** BEGIN Recorded information **

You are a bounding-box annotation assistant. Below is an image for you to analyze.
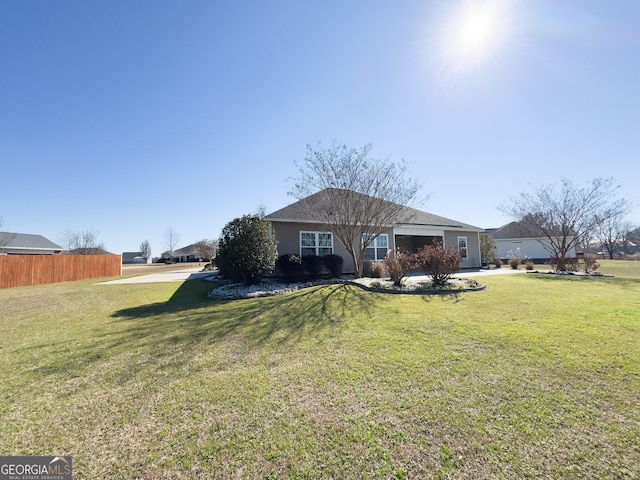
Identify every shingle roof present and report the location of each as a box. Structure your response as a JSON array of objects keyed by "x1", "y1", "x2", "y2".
[
  {"x1": 486, "y1": 222, "x2": 544, "y2": 240},
  {"x1": 265, "y1": 190, "x2": 484, "y2": 232},
  {"x1": 0, "y1": 232, "x2": 62, "y2": 250}
]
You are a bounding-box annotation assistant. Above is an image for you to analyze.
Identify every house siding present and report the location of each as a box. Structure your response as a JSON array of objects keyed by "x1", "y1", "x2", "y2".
[
  {"x1": 496, "y1": 238, "x2": 576, "y2": 261},
  {"x1": 271, "y1": 222, "x2": 395, "y2": 273}
]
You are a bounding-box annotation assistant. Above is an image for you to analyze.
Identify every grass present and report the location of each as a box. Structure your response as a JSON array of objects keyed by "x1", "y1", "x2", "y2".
[{"x1": 0, "y1": 262, "x2": 640, "y2": 479}]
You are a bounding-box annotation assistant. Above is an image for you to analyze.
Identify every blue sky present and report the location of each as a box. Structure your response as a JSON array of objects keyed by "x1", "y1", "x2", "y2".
[{"x1": 0, "y1": 0, "x2": 640, "y2": 255}]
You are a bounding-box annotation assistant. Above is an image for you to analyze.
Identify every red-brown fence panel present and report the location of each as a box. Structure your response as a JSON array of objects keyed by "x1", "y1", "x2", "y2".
[{"x1": 0, "y1": 255, "x2": 122, "y2": 288}]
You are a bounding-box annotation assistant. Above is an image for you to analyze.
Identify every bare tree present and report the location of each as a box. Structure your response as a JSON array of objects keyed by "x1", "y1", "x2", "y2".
[
  {"x1": 290, "y1": 142, "x2": 420, "y2": 277},
  {"x1": 499, "y1": 178, "x2": 629, "y2": 270},
  {"x1": 595, "y1": 212, "x2": 631, "y2": 260},
  {"x1": 164, "y1": 227, "x2": 180, "y2": 262},
  {"x1": 195, "y1": 238, "x2": 218, "y2": 261},
  {"x1": 61, "y1": 229, "x2": 104, "y2": 255},
  {"x1": 140, "y1": 240, "x2": 151, "y2": 263}
]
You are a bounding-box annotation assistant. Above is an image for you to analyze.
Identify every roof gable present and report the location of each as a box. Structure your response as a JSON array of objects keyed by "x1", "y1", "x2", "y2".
[
  {"x1": 265, "y1": 190, "x2": 484, "y2": 232},
  {"x1": 0, "y1": 232, "x2": 62, "y2": 250}
]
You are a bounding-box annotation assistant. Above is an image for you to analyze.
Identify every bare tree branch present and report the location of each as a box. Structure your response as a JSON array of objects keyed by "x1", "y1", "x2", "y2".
[{"x1": 499, "y1": 178, "x2": 629, "y2": 268}]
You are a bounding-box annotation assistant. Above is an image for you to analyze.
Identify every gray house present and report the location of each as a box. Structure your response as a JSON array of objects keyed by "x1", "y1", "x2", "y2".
[
  {"x1": 265, "y1": 192, "x2": 484, "y2": 273},
  {"x1": 486, "y1": 222, "x2": 576, "y2": 263},
  {"x1": 0, "y1": 232, "x2": 62, "y2": 255}
]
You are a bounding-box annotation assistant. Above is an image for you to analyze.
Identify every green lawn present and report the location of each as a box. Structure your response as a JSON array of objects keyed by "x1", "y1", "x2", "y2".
[{"x1": 0, "y1": 262, "x2": 640, "y2": 479}]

** END Recorded information **

[Exercise] Find each line in the rows above that contains the word "bare", and copy every such line in full.

[Solution]
Identify every bare tree present and report the location of each as a box. Structure your response as a JSON array of objects keyed by "x1", "y1", "x2", "y2".
Identify every bare tree branch present and report the location of each as a box. Structure your response as a JSON array of objects keyed by "x1", "y1", "x2", "y2".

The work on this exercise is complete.